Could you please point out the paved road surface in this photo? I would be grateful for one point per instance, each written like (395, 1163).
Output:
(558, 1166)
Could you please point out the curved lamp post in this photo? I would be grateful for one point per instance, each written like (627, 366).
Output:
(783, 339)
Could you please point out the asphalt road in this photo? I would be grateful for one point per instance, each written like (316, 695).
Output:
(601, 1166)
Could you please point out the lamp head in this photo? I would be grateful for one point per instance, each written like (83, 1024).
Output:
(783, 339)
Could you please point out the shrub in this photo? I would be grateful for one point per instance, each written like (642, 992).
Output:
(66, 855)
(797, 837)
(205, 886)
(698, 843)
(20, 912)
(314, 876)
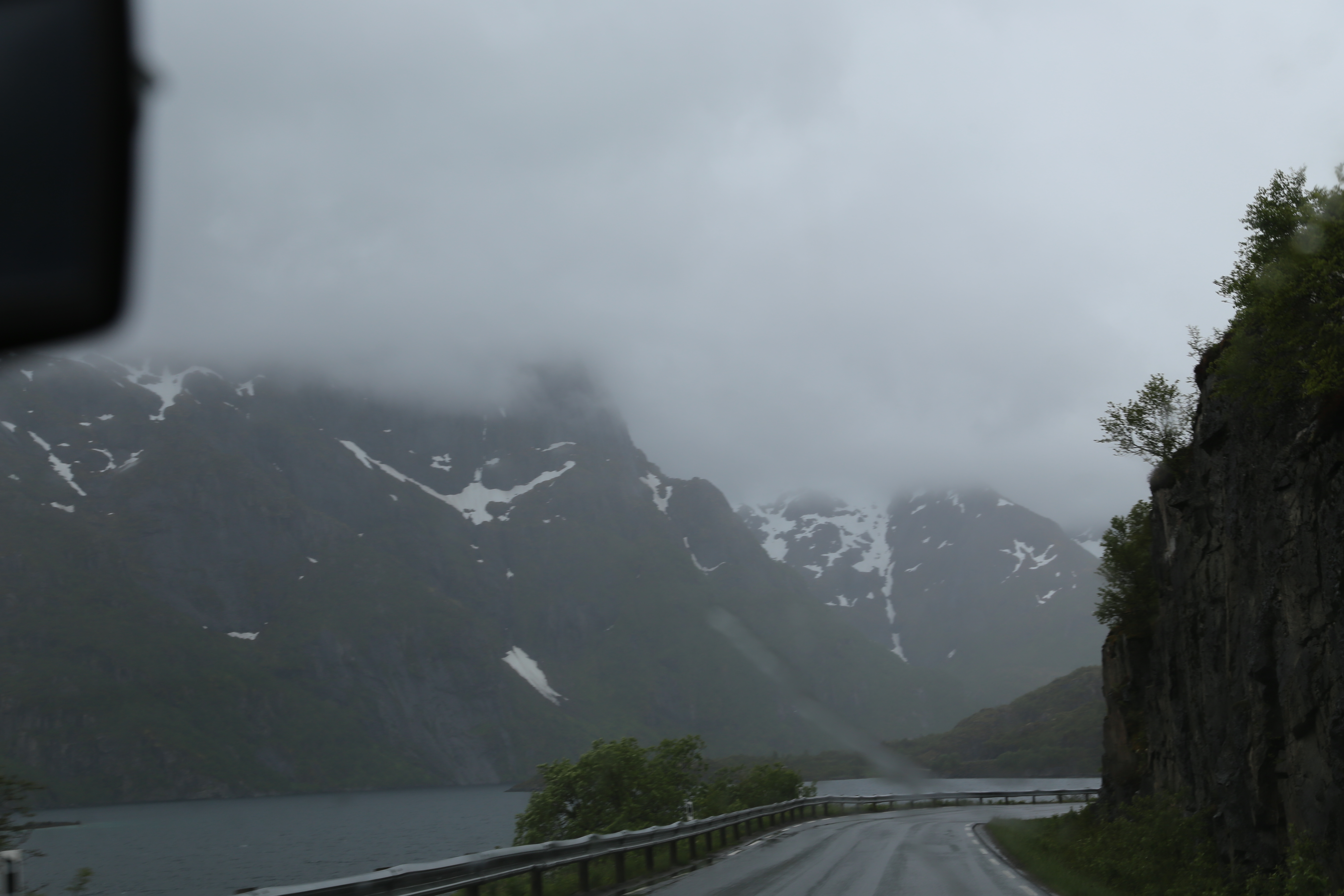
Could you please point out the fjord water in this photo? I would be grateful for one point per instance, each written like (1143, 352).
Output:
(214, 847)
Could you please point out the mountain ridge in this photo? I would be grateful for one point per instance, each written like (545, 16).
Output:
(220, 588)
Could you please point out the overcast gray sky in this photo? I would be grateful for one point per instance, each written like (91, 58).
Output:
(834, 244)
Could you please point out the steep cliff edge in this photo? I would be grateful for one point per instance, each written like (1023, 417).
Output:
(1236, 696)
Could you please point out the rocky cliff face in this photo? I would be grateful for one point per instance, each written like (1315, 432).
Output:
(220, 588)
(1236, 699)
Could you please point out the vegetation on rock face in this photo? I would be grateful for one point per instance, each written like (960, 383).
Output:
(14, 807)
(1130, 598)
(1287, 336)
(1152, 847)
(1155, 425)
(1053, 731)
(620, 785)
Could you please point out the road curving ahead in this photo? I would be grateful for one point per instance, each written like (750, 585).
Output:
(916, 852)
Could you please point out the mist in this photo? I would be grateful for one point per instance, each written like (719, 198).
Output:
(843, 245)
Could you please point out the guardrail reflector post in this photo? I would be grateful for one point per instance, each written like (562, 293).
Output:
(13, 871)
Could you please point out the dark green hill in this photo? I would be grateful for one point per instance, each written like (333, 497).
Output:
(1051, 733)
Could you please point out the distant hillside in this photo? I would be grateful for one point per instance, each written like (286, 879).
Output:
(968, 582)
(233, 586)
(1050, 733)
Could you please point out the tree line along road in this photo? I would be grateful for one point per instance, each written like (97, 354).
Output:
(916, 852)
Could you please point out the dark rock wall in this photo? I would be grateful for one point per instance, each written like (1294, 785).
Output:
(1237, 698)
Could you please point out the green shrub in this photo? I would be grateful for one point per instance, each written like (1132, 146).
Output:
(1130, 598)
(1287, 336)
(742, 788)
(620, 785)
(1151, 847)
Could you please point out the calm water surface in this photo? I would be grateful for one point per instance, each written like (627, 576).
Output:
(214, 847)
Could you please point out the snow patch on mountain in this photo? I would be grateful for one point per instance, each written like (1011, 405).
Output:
(58, 465)
(532, 673)
(655, 484)
(472, 502)
(166, 386)
(1091, 546)
(896, 648)
(1023, 553)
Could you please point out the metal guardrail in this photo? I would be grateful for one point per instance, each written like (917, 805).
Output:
(470, 872)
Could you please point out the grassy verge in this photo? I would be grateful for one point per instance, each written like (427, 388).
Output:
(1152, 848)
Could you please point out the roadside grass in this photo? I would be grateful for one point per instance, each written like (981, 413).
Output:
(1150, 848)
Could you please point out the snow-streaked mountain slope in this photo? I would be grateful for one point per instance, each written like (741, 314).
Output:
(966, 582)
(236, 586)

What you need to do: Reproduce every line of the data above, exactly as it stands, but not the pictures.

Solution to this exercise:
Could you please point out the paved road surface in this photo? I would be grateful for one point per instance, each written like (395, 1163).
Output:
(558, 1166)
Could you please point out the curved lamp post in this photo? I would be grateful for one point per instance, each written like (627, 366).
Output:
(783, 339)
Could you please point out the asphalt road in this photo? I would be grateful for one point per instance, each written like (316, 695).
Output:
(601, 1166)
Could you please point out the lamp head in this photo? I would be grateful for one point per instance, each written like (83, 1024).
Output:
(783, 339)
Could you please point out the shrub in this photo? I would be grateful for one point per instance, each written like (642, 992).
Output:
(66, 855)
(797, 837)
(205, 886)
(698, 843)
(20, 912)
(314, 876)
Could you please point out the fjord water in this photo? I would be grateful for one point per instance, each written like (1143, 352).
Output:
(214, 847)
Could you please point out the mountain ridge in this photo? I would be grateful for one point per instance, each written like (545, 16).
Output:
(220, 588)
Could you please point out the overcast gray sky in this photo? I would be grateful for one point per instance, each written like (91, 58).
Output:
(834, 244)
Could you please point out the steep cliff edge in this photo? I would be grateful for one point per instance, each written like (1023, 417).
Output:
(1236, 696)
Could you please point out the rocky cliff face in this photo? I would be grateful for one point per instance, each written like (1315, 432).
Output:
(220, 588)
(1236, 699)
Could you please point out the vegetation on rock face in this photo? I would be grateful for one point per instance, each written like (960, 383).
Output:
(14, 807)
(1130, 598)
(1287, 336)
(1152, 847)
(1155, 425)
(1053, 731)
(620, 785)
Could you please point out the road curving ahead in this photo? I would be grateful for one point per instance, each written like (750, 585).
Output:
(916, 852)
Could you please point out the mist in this photo? I would be grateful for one point per instance, each written like (719, 198).
Output:
(843, 245)
Could you please point out the guardrail reflector post in this photo? I would be grateful for one point per instance, each written like (562, 293).
Output:
(13, 871)
Could you please point out the dark green hill in this photo? I would be grateful for one point per instance, each written like (333, 497).
Output:
(1051, 733)
Could you please point out the distant hillside in this photo? I would be grateful for one point per instance, each written like (286, 879).
Output:
(968, 582)
(233, 586)
(1050, 733)
Could you please point out the tree line along road in this photo? I would be grateful for one point per instance, each written like (97, 354).
Output:
(916, 852)
Could you please point out the dark rock wall in this photo? I would be grateful for one point per instance, each written like (1294, 785).
Output:
(1237, 698)
Could you please point out the green shrub in this photo? I would be grateful for one point per instance, each written like (1132, 146).
Output:
(1130, 598)
(1287, 336)
(742, 788)
(620, 785)
(1151, 847)
Could you please point out the calm water surface in this photo? I would be grateful for one point per instance, each written like (627, 576).
Output:
(214, 847)
Could you please point out the snow patch on mountain in this photo? I would be grateful for one point per instance, each written like (1011, 405).
Output:
(58, 465)
(532, 673)
(655, 484)
(472, 502)
(166, 386)
(1091, 546)
(896, 648)
(1023, 553)
Could you please point out the metal guardrail in this photo? I would be grateful for one point per instance, each written like (917, 805).
Output:
(470, 872)
Could you please point out the grassy verge in this photo? I would be grateful for one point per instance, each written like (427, 388).
Output:
(1152, 848)
Could you please point out the roadside grass in this photo? I would be grateful for one point per instance, each written like (981, 413).
Output:
(1150, 848)
Could you please point out the snow-streaked mountain slope in this photo? I would be grateful for one point per instance, each written like (741, 314).
Output:
(966, 582)
(236, 586)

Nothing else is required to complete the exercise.